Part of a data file
• • • • • • •
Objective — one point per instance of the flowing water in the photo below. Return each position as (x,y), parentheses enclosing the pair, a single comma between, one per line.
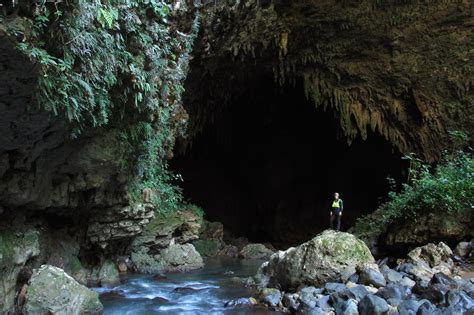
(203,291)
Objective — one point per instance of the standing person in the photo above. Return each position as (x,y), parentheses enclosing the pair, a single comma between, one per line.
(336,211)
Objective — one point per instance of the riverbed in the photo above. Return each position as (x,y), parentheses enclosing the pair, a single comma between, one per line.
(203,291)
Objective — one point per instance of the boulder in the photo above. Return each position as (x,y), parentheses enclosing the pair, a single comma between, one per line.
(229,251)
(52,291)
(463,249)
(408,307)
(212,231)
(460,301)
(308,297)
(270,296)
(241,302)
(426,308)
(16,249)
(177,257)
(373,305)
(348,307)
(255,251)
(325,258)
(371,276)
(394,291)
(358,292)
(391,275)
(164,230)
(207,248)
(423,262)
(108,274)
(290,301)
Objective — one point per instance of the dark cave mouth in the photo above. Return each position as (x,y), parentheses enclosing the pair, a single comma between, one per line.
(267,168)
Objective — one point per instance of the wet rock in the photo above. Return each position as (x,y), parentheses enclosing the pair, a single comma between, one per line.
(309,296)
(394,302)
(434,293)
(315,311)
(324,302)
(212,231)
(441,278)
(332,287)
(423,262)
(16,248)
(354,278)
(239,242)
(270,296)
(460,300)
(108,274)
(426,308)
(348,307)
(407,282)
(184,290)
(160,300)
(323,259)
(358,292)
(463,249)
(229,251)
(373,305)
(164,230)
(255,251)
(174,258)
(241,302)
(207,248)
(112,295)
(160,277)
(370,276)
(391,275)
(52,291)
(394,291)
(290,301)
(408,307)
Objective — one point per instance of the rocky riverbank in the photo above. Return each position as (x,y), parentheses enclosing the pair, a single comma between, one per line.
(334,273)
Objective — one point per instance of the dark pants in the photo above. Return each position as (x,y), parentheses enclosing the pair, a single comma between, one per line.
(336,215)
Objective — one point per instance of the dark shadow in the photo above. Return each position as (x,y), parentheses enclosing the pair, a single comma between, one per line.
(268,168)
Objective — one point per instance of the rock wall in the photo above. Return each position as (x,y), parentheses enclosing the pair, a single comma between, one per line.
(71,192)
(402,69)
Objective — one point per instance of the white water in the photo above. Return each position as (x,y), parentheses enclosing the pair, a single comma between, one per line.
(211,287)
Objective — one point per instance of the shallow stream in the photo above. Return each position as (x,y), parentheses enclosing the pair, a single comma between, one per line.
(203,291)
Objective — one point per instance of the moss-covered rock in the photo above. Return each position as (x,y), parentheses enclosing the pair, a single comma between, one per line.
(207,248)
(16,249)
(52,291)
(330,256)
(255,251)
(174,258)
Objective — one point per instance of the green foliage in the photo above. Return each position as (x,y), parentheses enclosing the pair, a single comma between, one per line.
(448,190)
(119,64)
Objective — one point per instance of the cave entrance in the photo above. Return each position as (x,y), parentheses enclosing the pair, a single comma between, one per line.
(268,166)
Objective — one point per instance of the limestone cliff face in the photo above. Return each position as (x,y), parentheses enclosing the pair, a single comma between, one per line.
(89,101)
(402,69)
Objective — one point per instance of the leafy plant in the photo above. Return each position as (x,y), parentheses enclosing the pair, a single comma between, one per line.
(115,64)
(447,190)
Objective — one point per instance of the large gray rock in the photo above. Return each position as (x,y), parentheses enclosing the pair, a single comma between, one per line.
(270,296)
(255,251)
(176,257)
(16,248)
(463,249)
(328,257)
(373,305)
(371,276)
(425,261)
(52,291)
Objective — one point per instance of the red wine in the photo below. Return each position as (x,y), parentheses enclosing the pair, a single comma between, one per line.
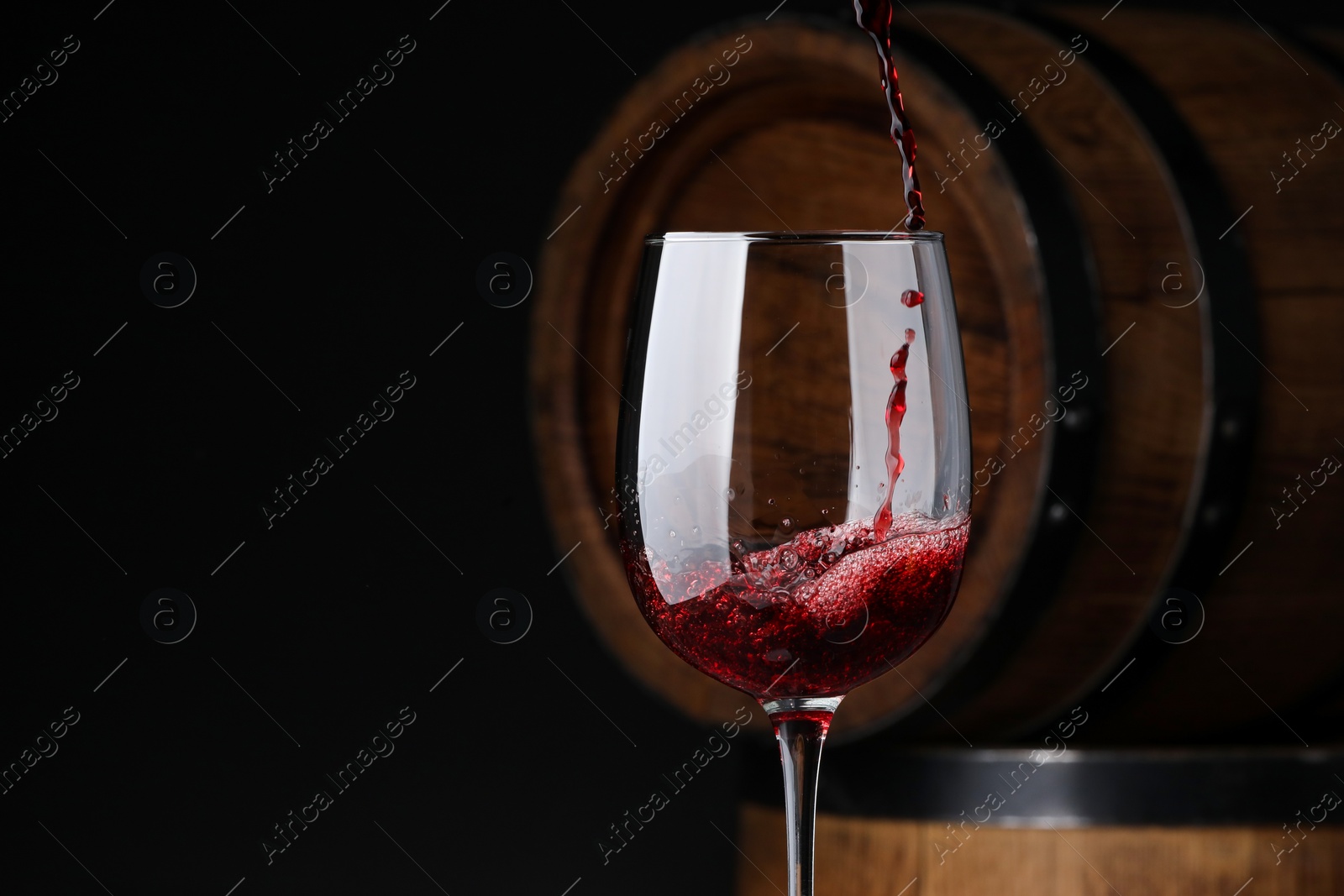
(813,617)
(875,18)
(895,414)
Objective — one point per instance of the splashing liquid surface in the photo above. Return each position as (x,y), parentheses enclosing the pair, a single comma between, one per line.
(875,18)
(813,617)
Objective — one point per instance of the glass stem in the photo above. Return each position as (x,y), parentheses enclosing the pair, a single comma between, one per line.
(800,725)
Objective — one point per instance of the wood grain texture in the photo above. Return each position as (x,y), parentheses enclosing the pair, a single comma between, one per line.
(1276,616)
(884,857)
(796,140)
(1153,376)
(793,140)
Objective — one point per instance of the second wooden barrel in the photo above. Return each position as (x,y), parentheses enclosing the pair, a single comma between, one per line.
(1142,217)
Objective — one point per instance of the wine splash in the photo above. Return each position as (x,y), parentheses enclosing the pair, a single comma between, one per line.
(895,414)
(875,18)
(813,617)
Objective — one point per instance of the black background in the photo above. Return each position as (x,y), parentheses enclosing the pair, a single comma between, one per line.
• • • • • • •
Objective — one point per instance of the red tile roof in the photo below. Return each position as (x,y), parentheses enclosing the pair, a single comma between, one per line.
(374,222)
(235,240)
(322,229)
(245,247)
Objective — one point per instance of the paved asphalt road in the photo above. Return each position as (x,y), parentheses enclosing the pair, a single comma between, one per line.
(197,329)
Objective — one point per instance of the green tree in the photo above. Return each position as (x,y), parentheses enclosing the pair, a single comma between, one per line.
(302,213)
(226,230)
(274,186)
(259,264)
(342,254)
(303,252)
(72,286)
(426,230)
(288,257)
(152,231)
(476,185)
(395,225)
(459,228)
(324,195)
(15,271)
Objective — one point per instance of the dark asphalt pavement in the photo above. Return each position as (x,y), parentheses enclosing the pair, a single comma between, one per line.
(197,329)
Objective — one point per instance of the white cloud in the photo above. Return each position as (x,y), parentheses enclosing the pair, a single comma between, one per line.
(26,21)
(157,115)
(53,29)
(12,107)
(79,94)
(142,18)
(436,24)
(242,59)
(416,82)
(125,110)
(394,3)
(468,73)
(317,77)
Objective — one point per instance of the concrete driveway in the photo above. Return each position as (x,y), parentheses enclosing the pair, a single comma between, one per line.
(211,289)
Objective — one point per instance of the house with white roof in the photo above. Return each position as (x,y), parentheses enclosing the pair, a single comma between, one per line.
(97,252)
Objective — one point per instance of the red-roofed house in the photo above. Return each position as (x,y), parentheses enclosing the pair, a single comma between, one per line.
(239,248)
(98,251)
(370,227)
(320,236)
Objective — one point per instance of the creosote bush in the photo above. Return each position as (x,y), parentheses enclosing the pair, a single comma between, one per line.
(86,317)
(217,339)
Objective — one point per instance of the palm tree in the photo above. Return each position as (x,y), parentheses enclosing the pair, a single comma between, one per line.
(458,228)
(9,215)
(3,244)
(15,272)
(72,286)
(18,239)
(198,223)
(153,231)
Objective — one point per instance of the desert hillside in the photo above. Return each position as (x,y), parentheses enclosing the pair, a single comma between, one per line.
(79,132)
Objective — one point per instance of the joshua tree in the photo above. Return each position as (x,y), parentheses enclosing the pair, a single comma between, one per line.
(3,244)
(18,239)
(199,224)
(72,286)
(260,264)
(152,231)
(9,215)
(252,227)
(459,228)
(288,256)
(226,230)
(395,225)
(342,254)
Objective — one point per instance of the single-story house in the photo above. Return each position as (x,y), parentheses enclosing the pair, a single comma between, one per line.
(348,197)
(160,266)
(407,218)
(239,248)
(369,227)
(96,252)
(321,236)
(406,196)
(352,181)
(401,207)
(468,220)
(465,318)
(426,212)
• • • • • • •
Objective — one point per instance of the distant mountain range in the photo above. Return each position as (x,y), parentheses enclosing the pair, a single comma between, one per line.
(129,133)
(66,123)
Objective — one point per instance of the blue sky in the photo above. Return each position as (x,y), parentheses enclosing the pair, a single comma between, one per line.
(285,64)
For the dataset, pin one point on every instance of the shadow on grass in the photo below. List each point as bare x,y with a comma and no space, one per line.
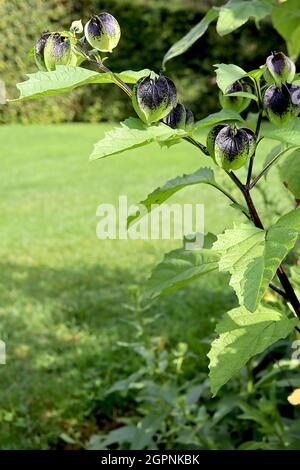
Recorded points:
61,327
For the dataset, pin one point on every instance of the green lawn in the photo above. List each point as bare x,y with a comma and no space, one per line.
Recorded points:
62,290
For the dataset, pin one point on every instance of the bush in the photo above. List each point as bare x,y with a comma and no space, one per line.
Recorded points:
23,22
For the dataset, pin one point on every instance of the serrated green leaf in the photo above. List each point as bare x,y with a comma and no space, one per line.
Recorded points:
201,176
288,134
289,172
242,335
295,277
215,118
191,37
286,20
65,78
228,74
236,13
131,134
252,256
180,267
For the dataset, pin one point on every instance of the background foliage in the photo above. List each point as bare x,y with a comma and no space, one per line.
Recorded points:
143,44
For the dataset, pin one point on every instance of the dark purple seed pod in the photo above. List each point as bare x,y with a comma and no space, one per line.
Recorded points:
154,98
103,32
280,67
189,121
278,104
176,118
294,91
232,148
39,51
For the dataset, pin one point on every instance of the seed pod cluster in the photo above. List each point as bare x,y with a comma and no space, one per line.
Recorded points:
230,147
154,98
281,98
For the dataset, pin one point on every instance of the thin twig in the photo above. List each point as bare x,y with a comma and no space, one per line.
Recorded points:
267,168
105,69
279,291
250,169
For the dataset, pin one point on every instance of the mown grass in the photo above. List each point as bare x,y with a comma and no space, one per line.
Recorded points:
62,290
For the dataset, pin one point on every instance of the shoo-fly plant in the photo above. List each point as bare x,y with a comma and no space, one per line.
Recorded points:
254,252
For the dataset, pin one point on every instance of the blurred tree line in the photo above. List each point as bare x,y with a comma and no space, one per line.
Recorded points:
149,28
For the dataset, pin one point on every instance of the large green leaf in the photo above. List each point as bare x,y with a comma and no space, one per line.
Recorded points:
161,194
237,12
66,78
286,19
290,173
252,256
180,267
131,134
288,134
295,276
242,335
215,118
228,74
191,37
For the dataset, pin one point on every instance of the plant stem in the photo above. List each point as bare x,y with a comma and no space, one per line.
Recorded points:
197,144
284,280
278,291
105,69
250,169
• • • • • • •
WRITTEN PROBLEM:
Report how many lines in the data file contain the string "seed", giving only the number.

SOLUTION FOR THIS TASK:
2